DESCRIPTION OF THE TASK: Reproduce every line of the listing below without any changes.

(Records from a data source)
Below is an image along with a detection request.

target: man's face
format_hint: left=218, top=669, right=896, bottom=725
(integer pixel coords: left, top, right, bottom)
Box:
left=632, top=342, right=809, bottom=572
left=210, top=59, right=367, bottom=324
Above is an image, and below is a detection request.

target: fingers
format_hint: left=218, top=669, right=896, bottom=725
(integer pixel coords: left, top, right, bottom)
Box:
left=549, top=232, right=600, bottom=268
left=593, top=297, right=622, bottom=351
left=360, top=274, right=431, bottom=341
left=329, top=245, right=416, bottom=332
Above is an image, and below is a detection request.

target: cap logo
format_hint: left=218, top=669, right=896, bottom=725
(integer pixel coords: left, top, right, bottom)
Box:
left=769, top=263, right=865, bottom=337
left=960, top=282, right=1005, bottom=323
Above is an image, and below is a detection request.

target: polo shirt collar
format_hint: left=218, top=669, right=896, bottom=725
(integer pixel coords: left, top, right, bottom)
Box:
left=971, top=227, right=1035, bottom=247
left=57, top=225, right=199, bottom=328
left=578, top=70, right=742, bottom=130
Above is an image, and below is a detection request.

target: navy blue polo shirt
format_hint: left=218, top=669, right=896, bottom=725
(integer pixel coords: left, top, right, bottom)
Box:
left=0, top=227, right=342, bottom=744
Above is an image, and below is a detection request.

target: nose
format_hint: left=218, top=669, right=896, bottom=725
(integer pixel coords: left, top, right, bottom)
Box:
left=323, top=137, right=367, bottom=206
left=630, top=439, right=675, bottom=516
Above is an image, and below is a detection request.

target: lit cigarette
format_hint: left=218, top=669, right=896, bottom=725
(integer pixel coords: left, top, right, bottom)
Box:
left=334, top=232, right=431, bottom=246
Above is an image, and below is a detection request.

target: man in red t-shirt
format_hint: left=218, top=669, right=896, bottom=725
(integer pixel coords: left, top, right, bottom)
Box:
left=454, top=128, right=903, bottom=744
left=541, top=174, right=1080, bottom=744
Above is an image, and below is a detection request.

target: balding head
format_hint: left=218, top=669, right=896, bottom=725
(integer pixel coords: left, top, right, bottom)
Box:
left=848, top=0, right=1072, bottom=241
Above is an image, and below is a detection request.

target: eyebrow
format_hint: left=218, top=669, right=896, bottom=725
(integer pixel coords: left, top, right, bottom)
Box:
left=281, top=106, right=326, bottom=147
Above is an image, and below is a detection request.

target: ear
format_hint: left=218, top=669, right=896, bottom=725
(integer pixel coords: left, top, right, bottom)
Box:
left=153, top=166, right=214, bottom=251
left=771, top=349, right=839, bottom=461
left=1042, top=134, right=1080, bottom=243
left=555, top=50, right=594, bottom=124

TASK RESULT:
Below is an image along with a detection request.

target: man's face
format_hint: left=218, top=669, right=896, bottom=725
(integer pixel coords: left, top, right, bottom)
Box:
left=632, top=342, right=809, bottom=572
left=210, top=59, right=367, bottom=324
Above is an image, and below is a detection request.

target: fingers
format_hint: left=218, top=669, right=896, bottom=725
(integer pixel coords: left, top, right, bottom)
Box:
left=549, top=232, right=600, bottom=268
left=593, top=297, right=622, bottom=351
left=360, top=274, right=431, bottom=341
left=329, top=245, right=416, bottom=332
Above is an image, and below is a detection request.

target: cap logo
format_hint: left=218, top=669, right=896, bottom=725
(integer pixel coords: left, top, right, bottom)
Box:
left=769, top=263, right=865, bottom=337
left=960, top=282, right=1005, bottom=323
Above is an image, and below is a detection request.

target: polo shirt collar
format_hint: left=218, top=669, right=896, bottom=725
(integer pixel coords: left, top, right, bottom)
Box:
left=971, top=227, right=1035, bottom=247
left=57, top=225, right=199, bottom=328
left=578, top=70, right=742, bottom=130
Above is an image, and below is a detection request.

target: navy blue polo shirt
format_hint: left=218, top=669, right=896, bottom=725
(integer pixel coords: left, top, right, bottom)
Box:
left=0, top=227, right=342, bottom=744
Above is an image, and below is a detection request.

target: nose
format_hint: left=218, top=669, right=896, bottom=725
(integer pixel coords: left, top, right, bottom)
Box:
left=323, top=137, right=367, bottom=206
left=630, top=439, right=675, bottom=516
Above is an image, and below is a detection request.

target: lit cigarette
format_hint: left=218, top=669, right=896, bottom=725
(integer pixel coords: left, top, right, bottom)
Box:
left=334, top=232, right=431, bottom=246
Above is an image, and below is a detection request.

target: man in red t-shirt
format_hint: left=218, top=669, right=896, bottom=725
(integer pixel coords: left, top, right, bottom)
Box:
left=454, top=128, right=903, bottom=744
left=541, top=174, right=1080, bottom=744
Above is an image, and below is a detection request.

target: balding head
format_hint: left=218, top=669, right=896, bottom=725
(integer pixel coords: left, top, right, bottom)
Box:
left=848, top=0, right=1072, bottom=241
Above is an image, and below is a detection request.

target: eyebrow
format_hint: left=218, top=669, right=896, bottom=725
(integer pixel coords: left, top, right, bottom)
Box:
left=281, top=106, right=326, bottom=147
Above is an image, and below is a detection request.

target: ear
format_hint: left=218, top=669, right=896, bottom=725
(integer pixel coords: left, top, right, bottom)
Box:
left=153, top=166, right=214, bottom=251
left=771, top=349, right=839, bottom=461
left=1042, top=134, right=1080, bottom=243
left=555, top=50, right=594, bottom=124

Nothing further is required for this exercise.